[Stored entries]
* * *

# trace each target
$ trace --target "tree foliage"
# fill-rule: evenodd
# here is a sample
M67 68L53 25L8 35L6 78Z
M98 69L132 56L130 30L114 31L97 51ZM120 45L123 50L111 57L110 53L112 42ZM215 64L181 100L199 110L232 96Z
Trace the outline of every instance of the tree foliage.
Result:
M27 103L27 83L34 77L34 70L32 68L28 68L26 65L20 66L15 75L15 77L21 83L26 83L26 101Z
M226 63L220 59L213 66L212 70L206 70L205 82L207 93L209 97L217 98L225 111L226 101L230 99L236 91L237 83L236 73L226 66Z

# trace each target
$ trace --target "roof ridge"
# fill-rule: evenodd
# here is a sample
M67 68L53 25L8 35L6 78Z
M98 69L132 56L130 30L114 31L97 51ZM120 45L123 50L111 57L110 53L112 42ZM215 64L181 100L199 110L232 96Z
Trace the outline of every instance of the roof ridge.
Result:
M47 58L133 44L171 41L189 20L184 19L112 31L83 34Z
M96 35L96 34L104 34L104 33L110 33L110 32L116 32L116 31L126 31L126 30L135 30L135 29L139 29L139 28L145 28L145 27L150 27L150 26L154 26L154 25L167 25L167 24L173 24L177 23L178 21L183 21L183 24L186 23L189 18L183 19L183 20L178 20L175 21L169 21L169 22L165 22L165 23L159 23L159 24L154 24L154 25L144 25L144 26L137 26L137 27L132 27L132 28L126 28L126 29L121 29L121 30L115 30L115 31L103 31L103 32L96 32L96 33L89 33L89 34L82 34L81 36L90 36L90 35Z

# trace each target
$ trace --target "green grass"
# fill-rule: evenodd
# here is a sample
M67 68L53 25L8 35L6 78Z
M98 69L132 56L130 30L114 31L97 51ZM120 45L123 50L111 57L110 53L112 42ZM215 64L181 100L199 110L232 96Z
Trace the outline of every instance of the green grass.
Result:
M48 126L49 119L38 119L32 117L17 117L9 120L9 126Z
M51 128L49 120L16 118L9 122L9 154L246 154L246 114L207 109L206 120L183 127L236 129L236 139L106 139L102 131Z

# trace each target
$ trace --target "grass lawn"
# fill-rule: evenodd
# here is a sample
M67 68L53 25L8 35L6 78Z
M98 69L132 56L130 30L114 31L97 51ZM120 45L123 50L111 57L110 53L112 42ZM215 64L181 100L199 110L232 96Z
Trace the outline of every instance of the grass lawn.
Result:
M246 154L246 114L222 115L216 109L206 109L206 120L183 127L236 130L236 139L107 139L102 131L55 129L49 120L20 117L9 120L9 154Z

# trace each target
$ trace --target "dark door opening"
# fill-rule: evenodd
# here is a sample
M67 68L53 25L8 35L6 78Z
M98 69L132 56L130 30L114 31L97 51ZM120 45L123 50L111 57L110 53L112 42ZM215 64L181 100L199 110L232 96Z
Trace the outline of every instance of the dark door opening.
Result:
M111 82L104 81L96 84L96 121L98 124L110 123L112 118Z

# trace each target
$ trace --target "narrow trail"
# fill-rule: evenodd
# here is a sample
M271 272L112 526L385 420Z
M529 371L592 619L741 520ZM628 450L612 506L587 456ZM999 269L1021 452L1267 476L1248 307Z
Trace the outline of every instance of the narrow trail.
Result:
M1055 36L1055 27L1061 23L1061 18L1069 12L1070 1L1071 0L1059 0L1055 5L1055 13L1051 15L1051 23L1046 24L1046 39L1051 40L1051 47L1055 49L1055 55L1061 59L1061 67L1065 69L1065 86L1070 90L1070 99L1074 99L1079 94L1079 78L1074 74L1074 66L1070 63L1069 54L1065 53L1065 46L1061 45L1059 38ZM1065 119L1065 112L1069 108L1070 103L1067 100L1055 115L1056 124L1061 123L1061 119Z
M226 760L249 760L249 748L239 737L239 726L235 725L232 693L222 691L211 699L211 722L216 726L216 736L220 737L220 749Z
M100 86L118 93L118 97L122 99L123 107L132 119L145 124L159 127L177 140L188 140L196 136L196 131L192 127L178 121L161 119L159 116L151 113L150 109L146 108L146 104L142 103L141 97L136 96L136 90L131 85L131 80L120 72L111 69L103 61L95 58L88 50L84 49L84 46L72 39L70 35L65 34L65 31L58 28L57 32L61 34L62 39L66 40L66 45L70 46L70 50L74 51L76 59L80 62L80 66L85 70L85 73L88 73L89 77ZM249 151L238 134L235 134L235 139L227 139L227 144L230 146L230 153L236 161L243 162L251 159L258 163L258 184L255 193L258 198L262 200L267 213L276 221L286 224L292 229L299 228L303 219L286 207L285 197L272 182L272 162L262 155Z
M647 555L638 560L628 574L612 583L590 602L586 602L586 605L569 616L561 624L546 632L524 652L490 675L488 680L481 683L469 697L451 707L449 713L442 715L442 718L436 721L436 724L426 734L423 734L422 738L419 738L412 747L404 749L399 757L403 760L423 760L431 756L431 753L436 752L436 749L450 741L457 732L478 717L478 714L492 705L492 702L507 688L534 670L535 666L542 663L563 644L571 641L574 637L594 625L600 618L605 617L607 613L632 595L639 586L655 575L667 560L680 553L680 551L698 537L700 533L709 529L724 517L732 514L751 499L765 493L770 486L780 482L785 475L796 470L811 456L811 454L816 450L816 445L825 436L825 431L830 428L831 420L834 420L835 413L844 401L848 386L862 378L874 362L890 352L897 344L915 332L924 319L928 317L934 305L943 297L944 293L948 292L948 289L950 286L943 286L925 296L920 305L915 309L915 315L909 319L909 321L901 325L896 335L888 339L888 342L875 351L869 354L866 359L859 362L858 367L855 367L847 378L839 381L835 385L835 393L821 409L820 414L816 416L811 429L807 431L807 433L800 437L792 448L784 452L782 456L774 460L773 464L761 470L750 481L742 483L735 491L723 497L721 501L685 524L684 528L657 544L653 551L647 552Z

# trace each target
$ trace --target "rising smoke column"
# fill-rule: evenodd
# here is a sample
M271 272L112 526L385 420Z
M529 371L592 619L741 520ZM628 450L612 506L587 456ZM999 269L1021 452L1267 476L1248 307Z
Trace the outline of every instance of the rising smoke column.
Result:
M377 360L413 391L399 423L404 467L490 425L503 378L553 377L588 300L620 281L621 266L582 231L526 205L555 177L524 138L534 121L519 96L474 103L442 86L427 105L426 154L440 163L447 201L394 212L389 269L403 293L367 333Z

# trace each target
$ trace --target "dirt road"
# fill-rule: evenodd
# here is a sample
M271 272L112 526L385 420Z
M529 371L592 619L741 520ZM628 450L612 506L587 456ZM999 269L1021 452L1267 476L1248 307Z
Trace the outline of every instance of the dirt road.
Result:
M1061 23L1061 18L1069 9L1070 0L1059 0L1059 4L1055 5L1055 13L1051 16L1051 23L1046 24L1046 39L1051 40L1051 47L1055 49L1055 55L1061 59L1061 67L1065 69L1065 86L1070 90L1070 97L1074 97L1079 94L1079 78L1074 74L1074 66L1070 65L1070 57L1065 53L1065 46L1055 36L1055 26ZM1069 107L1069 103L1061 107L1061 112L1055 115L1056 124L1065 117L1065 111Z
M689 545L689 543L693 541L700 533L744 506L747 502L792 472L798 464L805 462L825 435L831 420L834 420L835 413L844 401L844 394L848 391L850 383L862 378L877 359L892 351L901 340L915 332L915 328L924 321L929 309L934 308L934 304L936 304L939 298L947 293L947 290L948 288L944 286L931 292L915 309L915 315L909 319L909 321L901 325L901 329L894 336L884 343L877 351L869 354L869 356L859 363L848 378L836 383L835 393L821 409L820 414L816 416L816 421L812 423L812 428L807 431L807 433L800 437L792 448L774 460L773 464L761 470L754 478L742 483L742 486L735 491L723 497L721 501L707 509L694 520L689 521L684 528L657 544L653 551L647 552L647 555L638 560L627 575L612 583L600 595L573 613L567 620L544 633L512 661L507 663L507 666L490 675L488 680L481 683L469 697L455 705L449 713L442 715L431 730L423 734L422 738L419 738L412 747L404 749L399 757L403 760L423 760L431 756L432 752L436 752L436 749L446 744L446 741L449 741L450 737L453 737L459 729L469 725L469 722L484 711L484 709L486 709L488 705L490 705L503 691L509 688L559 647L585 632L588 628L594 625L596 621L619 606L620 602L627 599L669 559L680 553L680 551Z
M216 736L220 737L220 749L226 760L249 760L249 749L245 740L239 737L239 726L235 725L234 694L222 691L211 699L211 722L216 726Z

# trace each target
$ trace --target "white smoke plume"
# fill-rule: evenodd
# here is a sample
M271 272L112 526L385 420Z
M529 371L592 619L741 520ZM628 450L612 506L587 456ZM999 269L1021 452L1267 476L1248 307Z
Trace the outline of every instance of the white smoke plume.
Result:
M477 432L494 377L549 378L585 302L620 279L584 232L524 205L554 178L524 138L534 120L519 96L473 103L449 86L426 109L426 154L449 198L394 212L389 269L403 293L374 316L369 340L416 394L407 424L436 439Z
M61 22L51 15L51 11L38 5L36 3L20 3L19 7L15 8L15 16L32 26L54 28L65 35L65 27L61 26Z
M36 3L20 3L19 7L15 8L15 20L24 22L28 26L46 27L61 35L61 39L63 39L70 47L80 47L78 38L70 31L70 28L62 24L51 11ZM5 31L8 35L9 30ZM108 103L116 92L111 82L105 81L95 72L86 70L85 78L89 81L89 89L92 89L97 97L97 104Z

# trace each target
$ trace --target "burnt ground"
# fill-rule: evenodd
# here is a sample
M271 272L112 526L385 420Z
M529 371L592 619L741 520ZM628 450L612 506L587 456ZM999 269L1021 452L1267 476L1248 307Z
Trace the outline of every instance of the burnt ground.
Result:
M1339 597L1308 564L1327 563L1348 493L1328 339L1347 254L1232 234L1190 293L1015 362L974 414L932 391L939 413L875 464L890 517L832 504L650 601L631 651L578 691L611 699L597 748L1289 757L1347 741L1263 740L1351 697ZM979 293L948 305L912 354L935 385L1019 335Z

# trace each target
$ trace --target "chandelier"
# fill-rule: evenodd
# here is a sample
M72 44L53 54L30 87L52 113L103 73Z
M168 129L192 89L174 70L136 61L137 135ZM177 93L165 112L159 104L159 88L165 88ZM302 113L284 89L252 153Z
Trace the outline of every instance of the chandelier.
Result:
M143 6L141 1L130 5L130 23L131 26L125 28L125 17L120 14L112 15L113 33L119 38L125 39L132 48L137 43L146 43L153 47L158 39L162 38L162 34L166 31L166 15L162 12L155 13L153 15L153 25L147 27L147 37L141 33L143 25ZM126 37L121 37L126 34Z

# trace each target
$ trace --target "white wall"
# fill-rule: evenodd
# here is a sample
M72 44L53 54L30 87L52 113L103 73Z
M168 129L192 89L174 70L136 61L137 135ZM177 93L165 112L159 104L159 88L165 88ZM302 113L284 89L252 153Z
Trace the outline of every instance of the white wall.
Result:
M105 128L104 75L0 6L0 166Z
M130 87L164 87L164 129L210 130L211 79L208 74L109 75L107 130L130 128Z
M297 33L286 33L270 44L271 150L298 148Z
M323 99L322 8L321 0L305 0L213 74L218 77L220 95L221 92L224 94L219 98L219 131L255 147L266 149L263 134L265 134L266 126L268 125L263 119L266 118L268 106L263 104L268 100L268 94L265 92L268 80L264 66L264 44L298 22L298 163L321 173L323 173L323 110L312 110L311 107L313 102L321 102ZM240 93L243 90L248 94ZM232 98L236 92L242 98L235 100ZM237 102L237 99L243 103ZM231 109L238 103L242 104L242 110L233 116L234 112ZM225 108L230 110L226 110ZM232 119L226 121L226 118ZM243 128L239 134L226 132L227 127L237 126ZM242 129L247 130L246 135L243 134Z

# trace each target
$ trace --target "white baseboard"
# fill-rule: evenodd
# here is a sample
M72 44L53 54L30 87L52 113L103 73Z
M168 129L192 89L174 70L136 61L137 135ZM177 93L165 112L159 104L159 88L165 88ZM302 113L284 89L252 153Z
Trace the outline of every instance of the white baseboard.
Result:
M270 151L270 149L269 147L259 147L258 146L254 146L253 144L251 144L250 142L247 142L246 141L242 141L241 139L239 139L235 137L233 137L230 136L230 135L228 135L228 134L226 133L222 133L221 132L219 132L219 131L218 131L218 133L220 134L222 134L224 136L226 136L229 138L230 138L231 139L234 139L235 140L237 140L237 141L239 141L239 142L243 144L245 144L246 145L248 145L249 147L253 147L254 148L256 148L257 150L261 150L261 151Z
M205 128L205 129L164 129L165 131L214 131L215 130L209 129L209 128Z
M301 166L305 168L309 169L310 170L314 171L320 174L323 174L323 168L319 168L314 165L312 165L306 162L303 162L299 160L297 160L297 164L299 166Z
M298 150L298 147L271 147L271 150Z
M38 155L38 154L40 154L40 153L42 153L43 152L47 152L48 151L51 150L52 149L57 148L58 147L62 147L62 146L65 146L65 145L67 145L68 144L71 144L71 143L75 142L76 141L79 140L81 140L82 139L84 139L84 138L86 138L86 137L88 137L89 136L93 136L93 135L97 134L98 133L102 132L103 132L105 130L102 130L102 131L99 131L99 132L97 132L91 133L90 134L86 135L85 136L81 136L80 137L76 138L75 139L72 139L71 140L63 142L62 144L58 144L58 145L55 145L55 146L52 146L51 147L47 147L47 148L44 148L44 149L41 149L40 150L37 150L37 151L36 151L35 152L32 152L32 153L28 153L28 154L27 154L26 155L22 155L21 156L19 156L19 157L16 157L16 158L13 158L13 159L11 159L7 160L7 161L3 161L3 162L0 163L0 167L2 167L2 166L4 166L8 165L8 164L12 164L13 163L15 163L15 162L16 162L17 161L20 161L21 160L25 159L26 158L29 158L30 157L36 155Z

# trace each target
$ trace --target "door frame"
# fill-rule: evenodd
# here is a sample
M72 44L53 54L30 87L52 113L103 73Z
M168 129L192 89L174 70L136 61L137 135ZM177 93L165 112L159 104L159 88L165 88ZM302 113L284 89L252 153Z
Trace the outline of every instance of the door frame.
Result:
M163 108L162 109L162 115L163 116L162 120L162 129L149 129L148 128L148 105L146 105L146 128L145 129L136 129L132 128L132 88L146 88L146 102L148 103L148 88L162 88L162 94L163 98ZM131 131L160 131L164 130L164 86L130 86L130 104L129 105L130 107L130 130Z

* * *

### Description of the task
Return every line of the entries above that contains the string "lawn", matching case exactly.

### Solution to this exercise
$ trace --target "grass lawn"
Trace the outline of every instance of the grass lawn.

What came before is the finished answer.